Written problem:
Rewrite the data from the line with "task: outline the shrub" to the line with "483], [174, 433]]", changing "shrub" to "bush" and leaving everything else the same. Return only those lines.

Record extracts:
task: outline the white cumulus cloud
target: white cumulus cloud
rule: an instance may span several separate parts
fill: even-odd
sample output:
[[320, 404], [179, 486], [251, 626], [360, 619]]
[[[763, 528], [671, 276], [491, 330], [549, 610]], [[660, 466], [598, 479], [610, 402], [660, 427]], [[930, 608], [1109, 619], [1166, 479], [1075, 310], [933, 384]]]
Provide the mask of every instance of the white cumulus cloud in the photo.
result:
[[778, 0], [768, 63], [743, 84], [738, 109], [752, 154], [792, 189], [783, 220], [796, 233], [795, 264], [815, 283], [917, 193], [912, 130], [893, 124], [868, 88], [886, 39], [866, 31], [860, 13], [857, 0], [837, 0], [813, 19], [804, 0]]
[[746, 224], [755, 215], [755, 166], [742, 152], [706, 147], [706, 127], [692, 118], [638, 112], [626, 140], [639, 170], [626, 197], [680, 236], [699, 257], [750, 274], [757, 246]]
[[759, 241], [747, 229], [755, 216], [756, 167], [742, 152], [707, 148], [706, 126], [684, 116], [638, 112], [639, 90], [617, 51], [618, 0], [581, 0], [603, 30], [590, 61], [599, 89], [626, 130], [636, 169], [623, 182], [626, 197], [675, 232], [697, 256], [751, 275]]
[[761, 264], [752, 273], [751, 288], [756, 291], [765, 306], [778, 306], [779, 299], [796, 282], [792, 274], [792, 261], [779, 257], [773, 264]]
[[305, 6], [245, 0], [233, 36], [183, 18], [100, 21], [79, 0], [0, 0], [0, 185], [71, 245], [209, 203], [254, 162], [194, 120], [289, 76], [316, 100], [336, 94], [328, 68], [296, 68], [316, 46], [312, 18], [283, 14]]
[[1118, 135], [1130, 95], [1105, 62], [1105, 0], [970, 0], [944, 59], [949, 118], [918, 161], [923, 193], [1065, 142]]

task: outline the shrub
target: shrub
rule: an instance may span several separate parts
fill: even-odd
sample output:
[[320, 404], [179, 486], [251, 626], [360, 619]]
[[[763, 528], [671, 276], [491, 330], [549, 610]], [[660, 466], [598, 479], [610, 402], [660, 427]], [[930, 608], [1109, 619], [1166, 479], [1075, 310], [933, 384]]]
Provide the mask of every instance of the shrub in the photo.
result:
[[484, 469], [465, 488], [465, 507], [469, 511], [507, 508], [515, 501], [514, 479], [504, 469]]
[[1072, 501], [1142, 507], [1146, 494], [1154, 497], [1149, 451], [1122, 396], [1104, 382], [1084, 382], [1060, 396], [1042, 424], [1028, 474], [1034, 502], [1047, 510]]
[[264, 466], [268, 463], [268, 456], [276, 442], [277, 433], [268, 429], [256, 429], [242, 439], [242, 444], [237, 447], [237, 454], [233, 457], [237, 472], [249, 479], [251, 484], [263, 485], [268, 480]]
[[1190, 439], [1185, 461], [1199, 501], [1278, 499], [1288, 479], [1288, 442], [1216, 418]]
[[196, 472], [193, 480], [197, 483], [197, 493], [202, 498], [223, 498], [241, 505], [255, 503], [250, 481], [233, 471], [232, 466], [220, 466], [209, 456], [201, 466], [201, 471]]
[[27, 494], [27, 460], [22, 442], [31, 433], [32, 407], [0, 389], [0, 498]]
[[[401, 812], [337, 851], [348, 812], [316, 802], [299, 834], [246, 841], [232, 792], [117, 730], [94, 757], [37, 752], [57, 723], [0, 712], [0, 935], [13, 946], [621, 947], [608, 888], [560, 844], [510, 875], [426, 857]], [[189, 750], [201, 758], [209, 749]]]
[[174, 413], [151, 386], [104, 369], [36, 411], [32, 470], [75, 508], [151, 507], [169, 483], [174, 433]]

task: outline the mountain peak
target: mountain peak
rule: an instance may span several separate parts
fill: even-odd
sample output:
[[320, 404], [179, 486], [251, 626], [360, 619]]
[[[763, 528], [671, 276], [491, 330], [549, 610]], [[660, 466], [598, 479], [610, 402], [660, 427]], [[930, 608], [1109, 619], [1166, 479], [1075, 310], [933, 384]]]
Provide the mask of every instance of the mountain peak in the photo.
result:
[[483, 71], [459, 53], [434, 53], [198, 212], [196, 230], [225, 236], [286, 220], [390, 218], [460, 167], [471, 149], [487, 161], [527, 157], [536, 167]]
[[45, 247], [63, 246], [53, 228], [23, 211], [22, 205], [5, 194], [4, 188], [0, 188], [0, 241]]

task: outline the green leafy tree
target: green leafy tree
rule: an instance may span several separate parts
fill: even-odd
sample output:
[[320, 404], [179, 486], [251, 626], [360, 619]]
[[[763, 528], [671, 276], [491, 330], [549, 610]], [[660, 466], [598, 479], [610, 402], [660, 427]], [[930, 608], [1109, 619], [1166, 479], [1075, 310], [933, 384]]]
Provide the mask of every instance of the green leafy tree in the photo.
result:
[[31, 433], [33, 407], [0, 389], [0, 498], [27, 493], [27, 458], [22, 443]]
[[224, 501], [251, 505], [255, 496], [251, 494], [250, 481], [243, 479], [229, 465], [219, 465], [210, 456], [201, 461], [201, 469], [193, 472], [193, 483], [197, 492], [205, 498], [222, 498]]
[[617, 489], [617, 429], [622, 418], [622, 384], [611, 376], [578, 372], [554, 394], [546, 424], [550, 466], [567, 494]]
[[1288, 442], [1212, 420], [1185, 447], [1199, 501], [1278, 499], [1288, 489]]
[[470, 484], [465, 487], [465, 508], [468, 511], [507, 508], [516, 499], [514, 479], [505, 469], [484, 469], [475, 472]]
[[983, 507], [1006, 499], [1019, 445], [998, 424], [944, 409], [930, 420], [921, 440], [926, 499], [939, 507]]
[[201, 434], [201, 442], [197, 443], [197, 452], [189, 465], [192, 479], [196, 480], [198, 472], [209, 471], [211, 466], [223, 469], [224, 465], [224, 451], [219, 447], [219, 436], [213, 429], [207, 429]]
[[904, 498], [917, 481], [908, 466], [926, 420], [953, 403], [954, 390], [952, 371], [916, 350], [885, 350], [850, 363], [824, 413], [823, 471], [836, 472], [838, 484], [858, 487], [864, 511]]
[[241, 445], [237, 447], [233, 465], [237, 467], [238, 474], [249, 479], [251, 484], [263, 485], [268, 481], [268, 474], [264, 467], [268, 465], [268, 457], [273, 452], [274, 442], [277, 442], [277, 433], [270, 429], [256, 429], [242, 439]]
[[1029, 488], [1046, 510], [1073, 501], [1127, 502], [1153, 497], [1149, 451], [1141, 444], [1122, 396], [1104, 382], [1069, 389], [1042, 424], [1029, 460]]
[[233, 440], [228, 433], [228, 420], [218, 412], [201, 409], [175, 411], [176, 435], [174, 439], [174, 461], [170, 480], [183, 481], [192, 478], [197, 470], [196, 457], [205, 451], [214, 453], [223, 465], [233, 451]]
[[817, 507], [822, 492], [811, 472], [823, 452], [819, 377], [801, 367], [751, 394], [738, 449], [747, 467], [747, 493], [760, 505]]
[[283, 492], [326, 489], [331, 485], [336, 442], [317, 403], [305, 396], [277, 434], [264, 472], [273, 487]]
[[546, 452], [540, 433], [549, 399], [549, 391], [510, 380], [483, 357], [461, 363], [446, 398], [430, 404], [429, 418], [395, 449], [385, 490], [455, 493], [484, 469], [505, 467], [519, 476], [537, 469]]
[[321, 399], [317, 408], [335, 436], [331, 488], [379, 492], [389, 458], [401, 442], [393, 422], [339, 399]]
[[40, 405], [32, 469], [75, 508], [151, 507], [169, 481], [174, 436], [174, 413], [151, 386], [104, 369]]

Written answer:
task: outline the bush
target: bush
rule: an instance may span several separate parts
fill: even-odd
sample output:
[[320, 404], [179, 486], [251, 626], [360, 619]]
[[[763, 528], [671, 276], [491, 330], [549, 610]], [[660, 466], [598, 479], [610, 402], [660, 427]], [[930, 608], [1109, 619], [1166, 479], [1075, 310], [933, 384]]]
Provide the mask of every instance of the bush in the photo.
result:
[[484, 469], [465, 488], [465, 507], [469, 511], [507, 508], [515, 501], [514, 479], [504, 469]]
[[1072, 501], [1142, 507], [1146, 494], [1154, 497], [1149, 451], [1122, 396], [1104, 382], [1084, 382], [1060, 396], [1042, 424], [1028, 474], [1034, 502], [1047, 510]]
[[264, 466], [268, 463], [268, 456], [276, 442], [277, 433], [268, 429], [256, 429], [242, 439], [242, 444], [237, 447], [237, 454], [233, 457], [237, 472], [249, 479], [251, 484], [263, 485], [268, 480]]
[[1190, 439], [1185, 461], [1199, 501], [1278, 499], [1288, 479], [1288, 442], [1216, 418]]
[[196, 472], [193, 480], [197, 483], [197, 493], [202, 498], [223, 498], [241, 505], [255, 503], [250, 481], [233, 471], [232, 466], [220, 466], [209, 456], [201, 466], [201, 471]]
[[27, 494], [27, 460], [22, 442], [31, 433], [32, 407], [0, 389], [0, 498]]
[[[401, 812], [337, 851], [348, 812], [316, 802], [299, 834], [246, 841], [232, 792], [117, 730], [94, 757], [37, 752], [57, 723], [0, 712], [0, 935], [13, 946], [621, 947], [608, 888], [560, 844], [510, 875], [426, 857]], [[189, 750], [201, 758], [209, 749]]]
[[174, 413], [151, 386], [104, 369], [36, 411], [32, 470], [75, 508], [151, 507], [169, 483], [174, 433]]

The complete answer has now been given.